> **AIM OF THE EXERCISE**: Please continue the performance unit agreement amendment shown below, picking up right after its last sentence.

## Begin PASSAGE GIVEN

FORM OFAMENDMENT TO PERFORMANCE UNIT AGREEMENT UNDER THE HOLLY ENERGY PARTNERS, L.P. LONG-TERM INCENTIVE PLAN

EX-10.1 2 d32890exv10w1.htm FORM OF AMENDMENT TO PERFORMANCE UNIT AGREEMENT UNDER THE HOLLY ENERGY PARTNERS, L.P. LONG-TERM INCENTIVE PLAN exv10w1
 

Exhibit 10.1
FORM OF AMENDMENT TO PERFORMANCE UNIT AGREEMENT UNDER THE
HOLLY ENERGY PARTNERS, L.P. LONG-TERM INCENTIVE PLAN
     This Amendment (the “Amendment”) to the Holly Logistic Services, L.L.C. Performance Unit Agreement (the “Agreement”) dated ___, ___between Holly Logistic Services, L.L.C. (the “Company”) and ___(the “Employee”) is entered into effective as of ___, ___. Terms not otherwise defined in this Amendment shall have the meaning provided in the Agreement. The Agreement is hereby amended in the following respects, notwithstanding any provision of the Agreement prior to this Amendment:
  1.   The Award shall be payable in Holly Energy Partners, L.P. Units (as defined in the Plan) (the “HEP Units”). The number of HEP Units payable shall equal the number of performance units awarded under Section 1 of the Agreement (after any applicable adjustment under Section 3 of the Agreement) times the applicable Performance Percentage determined pursuant to Section 2 of the Agreement.
  2.   The HEP Units to be transferred to the Employee pursuant to the Agreement as amended by the Amendment shall be transferred as soon as reasonably practicable following the close of the Performance Period (or such earlier time as specified under Section 3(b) of the Agreement).

## End PASSAGE GIVEN
## Begin SUPPLIED INFORMATION

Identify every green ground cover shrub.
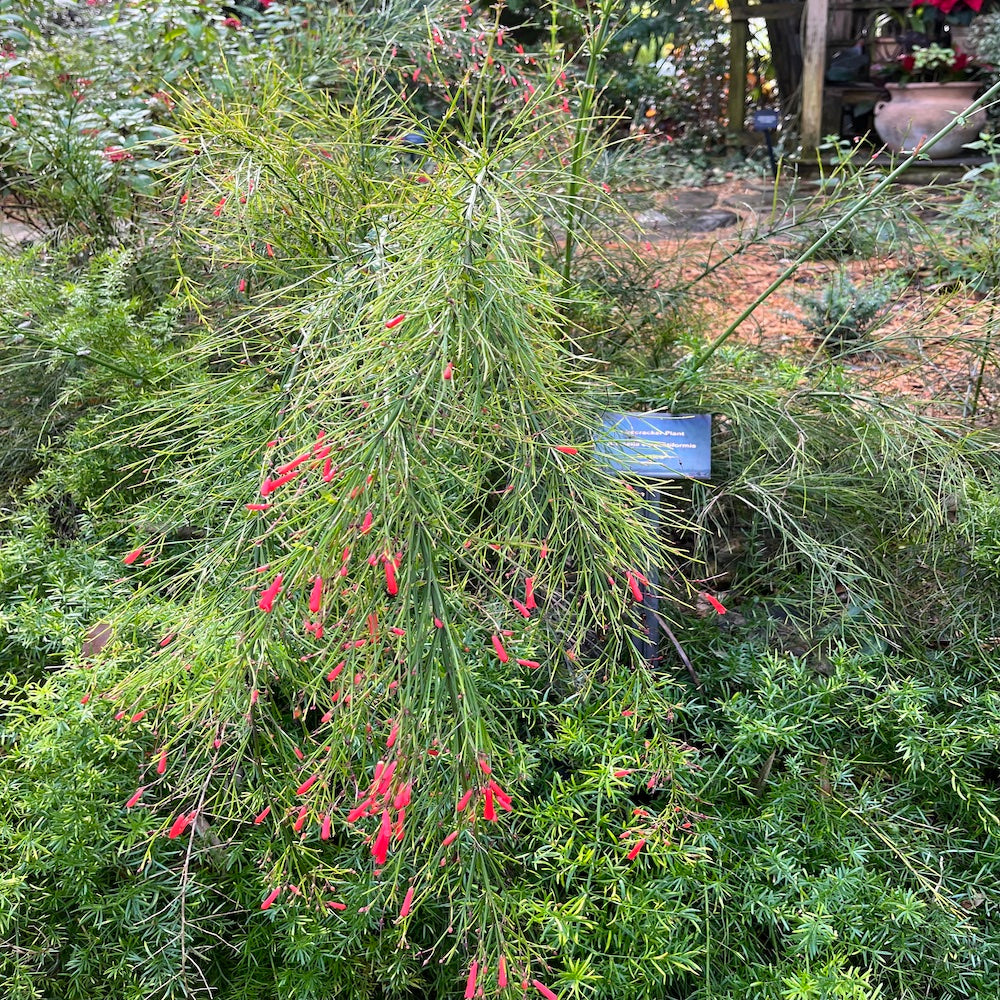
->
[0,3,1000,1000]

## End SUPPLIED INFORMATION
## Begin SUPPLIED INFORMATION

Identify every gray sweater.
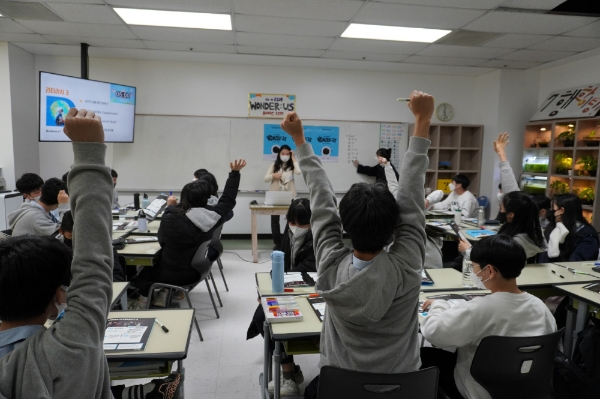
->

## End SUPPLIED INFORMATION
## Begin SUPPLIED INFORMATION

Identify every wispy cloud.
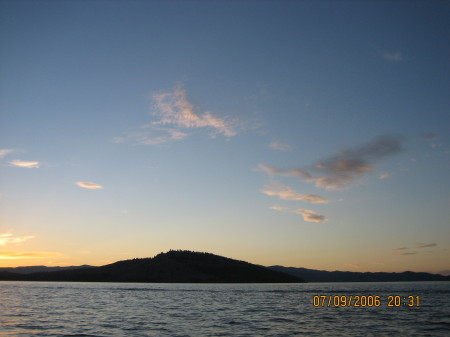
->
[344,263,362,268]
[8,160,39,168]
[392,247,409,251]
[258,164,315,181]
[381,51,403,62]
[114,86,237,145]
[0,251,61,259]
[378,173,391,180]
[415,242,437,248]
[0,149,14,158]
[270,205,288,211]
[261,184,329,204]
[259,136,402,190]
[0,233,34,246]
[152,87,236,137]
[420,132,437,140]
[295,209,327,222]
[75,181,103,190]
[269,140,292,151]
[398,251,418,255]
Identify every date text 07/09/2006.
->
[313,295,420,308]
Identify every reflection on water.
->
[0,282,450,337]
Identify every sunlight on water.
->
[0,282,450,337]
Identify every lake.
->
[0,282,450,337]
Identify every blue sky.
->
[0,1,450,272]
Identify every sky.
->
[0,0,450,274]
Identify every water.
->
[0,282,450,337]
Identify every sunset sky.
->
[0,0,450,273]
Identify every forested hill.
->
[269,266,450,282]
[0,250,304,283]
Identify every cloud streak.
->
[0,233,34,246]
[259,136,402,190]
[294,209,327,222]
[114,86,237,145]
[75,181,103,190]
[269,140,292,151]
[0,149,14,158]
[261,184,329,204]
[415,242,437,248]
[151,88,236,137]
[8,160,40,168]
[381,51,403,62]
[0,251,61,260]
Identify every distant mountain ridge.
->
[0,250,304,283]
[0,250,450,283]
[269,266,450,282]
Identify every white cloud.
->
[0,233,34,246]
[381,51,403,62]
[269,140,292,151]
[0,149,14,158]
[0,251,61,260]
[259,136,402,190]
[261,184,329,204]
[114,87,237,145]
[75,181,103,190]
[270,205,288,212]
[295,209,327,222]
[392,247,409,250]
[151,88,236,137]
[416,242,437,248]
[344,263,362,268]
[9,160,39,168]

## End SUPPLIED INFORMATION

> **ANSWER TO THE EXERCISE**:
  3.   As a result of the transfer of the HEP Units to the Employee under the Agreement as amended by the Amendment, the Employee may incur certain liabilities for Federal, state or local taxes and the Company may be required by law to withhold such taxes for payment to taxing authorities. Prior to the transfer of the HEP Units to the Employee, the Company shall inform the Employee of the amount of taxes required to be withheld, if any. The Employee shall either pay to the Company, in cash or by certified or cashier’s check, an amount equal to the taxes required to be paid on such transaction, or the Employee shall authorize the Company to withhold from monies otherwise owing by the Company to the Employee an amount equal to the amount of federal, state or local taxes required to be withheld. Authorization of the Employee to the Company to withhold taxes pursuant to this paragraph shall be in form and content acceptable to the Committee. An authorization to withhold taxes pursuant to this provision shall be irrevocable unless and until the tax liability of the Employee has been fully paid. In the event that the Employee fails to make arrangements that are acceptable to the Committee for providing to the Company, at the time or times required, the amounts of federal, state and local taxes required to be withheld with respect to the HEP Units to be transferred to the Employee under the Agreement as amended by the Amendment, the Company shall have the right to purchase at current market price as determined by the Committee and/or to sell to one or more third parties in either market or private transactions a sufficient number of the HEP Units to provide the funds needed for the Company to make the required tax payment or payments.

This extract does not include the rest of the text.